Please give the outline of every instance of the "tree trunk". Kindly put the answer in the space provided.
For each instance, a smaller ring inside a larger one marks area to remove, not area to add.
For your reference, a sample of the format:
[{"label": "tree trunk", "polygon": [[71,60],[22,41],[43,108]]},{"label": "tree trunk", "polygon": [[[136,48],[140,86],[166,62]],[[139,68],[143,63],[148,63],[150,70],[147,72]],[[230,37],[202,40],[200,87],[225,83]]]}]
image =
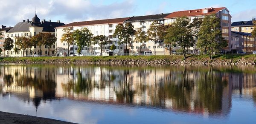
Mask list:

+++

▶ **TASK TO COMPLETE**: From the entries above, output every line exactly and omit any image.

▶ **IN RESPONSE**:
Please give the outline of every instance of the "tree trunk". Kindly put the answer in the space provided.
For each instance, a smaller ring inside a larger one marks area to remove, not area to add.
For your reference, a sample of the format:
[{"label": "tree trunk", "polygon": [[71,60],[22,41],[43,108]]},{"label": "tree trunk", "polygon": [[[136,48],[140,86],[166,62]],[[139,68],[143,63],[148,63],[150,70],[147,72]],[[230,37],[202,40],[200,87],[225,83]]]}]
image =
Mask list:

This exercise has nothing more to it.